__What the exercise asks__. With the pictures omitted, set down exactly the lines from the one that contains "M 898 663 L" through the last line of the data.

[Collected data]
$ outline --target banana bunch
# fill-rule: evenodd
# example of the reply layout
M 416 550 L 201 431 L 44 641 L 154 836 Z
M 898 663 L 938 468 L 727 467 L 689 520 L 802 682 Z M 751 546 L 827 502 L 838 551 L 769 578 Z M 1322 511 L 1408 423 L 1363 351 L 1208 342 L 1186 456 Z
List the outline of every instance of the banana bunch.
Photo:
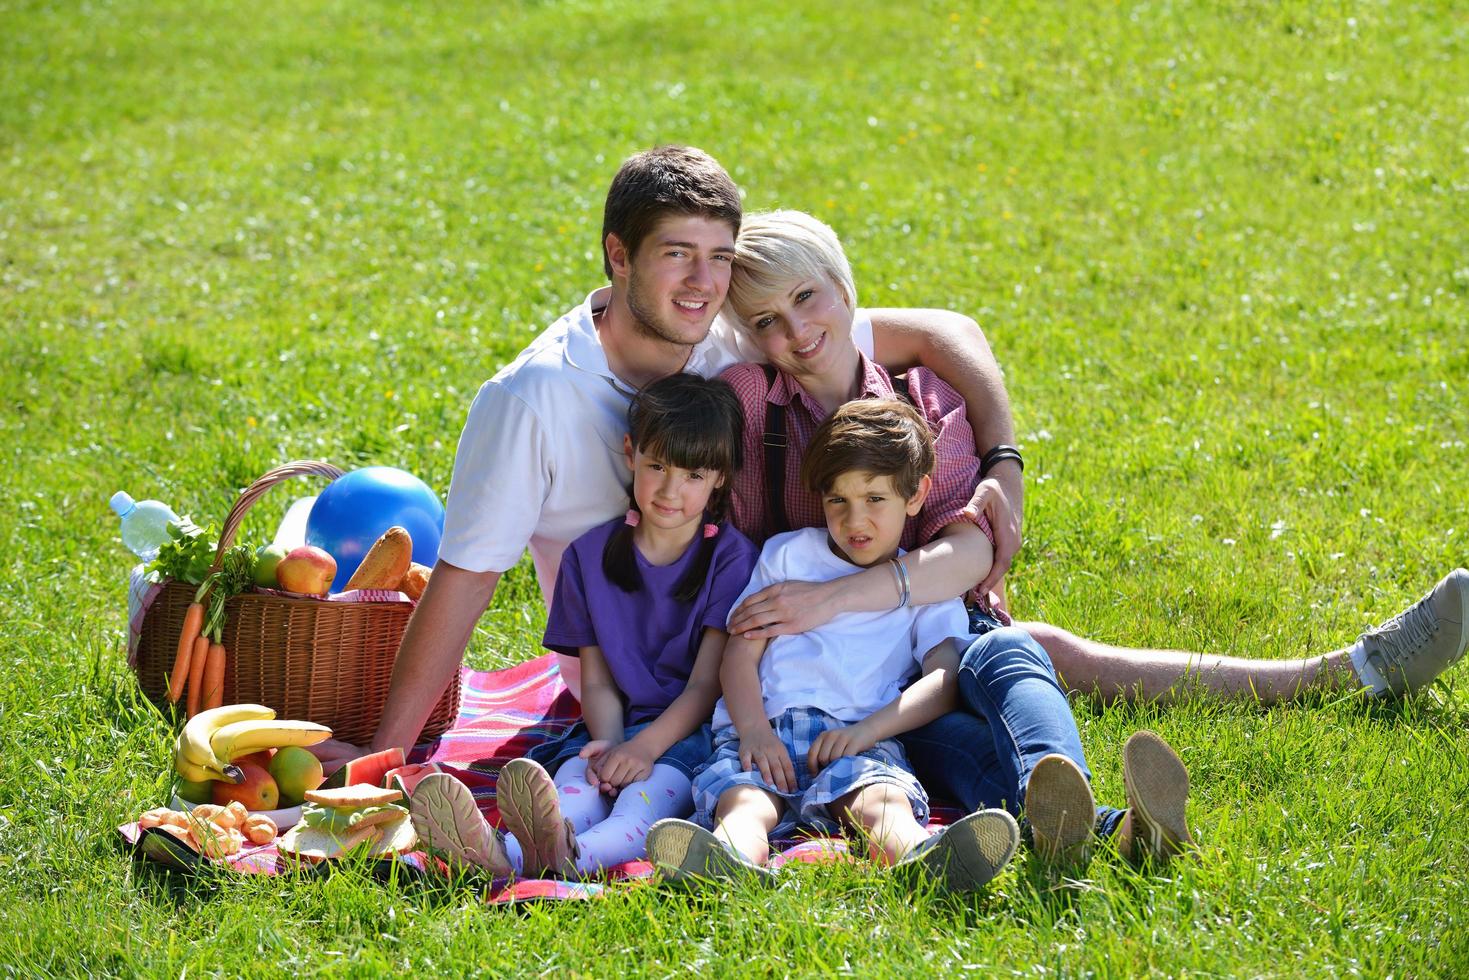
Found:
M 332 730 L 310 721 L 277 721 L 262 704 L 227 704 L 190 718 L 174 741 L 174 768 L 185 779 L 238 783 L 244 773 L 234 761 L 261 749 L 315 745 Z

__Result of this exercise__.
M 898 663 L 938 468 L 727 467 L 689 520 L 802 682 Z M 751 546 L 827 502 L 838 551 L 769 578 Z M 1322 511 L 1408 423 L 1363 351 L 1208 342 L 1186 456 Z
List the outline of every instance of the banana bunch.
Photo:
Found:
M 332 730 L 310 721 L 277 721 L 262 704 L 227 704 L 190 718 L 174 741 L 174 768 L 185 779 L 238 783 L 244 773 L 234 761 L 261 749 L 315 745 Z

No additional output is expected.